Data listing:
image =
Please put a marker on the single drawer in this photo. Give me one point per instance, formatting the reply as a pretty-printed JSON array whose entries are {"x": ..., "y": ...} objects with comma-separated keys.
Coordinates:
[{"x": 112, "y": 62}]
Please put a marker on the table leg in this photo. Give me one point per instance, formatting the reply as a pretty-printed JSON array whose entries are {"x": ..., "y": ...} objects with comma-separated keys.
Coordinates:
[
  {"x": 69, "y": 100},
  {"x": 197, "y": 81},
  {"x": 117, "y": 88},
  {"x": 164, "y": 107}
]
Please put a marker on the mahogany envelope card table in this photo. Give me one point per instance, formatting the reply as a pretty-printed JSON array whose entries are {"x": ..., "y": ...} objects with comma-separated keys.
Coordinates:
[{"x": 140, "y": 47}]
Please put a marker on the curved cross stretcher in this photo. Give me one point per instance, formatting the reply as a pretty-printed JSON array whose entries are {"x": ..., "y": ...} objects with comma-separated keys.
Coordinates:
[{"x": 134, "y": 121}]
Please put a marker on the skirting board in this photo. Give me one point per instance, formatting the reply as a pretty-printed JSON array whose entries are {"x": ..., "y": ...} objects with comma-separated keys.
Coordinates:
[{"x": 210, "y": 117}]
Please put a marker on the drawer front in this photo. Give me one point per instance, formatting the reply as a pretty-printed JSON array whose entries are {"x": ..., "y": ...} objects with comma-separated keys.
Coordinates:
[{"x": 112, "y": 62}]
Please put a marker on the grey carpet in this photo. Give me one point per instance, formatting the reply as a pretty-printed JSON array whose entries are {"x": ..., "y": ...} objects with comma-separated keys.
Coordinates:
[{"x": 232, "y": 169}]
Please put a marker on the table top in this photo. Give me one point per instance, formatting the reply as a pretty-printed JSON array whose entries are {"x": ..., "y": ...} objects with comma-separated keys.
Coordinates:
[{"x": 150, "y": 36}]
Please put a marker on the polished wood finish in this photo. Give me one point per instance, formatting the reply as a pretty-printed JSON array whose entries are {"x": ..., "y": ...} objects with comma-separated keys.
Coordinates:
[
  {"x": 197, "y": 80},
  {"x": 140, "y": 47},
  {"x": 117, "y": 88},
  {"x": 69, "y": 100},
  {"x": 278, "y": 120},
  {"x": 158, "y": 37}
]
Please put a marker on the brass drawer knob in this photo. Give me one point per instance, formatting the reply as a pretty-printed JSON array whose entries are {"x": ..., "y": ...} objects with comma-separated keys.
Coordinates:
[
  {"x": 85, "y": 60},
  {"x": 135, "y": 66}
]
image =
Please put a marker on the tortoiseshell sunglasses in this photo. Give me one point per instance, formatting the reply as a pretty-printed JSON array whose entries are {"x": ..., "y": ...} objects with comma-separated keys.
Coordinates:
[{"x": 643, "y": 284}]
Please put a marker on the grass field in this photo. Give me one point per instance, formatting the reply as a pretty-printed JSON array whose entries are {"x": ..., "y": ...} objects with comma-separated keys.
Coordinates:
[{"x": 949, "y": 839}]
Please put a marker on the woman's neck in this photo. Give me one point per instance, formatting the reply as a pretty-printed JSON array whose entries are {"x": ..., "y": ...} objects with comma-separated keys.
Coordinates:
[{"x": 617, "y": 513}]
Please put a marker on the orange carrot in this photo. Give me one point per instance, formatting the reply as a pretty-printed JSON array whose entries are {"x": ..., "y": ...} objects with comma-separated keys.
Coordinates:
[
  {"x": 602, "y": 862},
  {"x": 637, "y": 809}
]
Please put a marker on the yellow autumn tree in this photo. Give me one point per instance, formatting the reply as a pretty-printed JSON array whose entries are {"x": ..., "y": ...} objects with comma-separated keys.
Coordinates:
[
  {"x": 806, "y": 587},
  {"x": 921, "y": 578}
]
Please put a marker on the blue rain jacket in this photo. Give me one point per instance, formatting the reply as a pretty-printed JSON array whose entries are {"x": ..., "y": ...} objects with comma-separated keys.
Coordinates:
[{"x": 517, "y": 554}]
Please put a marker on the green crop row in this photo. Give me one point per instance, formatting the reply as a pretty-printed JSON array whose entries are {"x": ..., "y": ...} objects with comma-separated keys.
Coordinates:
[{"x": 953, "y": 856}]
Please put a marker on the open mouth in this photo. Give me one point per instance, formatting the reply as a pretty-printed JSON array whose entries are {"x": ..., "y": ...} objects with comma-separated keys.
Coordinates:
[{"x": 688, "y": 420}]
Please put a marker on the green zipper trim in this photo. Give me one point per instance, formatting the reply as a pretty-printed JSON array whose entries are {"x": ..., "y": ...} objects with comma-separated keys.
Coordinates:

**Directive**: Transcribe the lines of the listing above exactly, from the line containing "Please put a marker on the green zipper" through the end of the listing.

**Task response**:
Please put a marker on the green zipper trim in this photo. Give me one point per instance, formatting the reply as a pretty-printed JSON array whose entries are {"x": ..., "y": ...} objects with comma-separated keys.
Coordinates:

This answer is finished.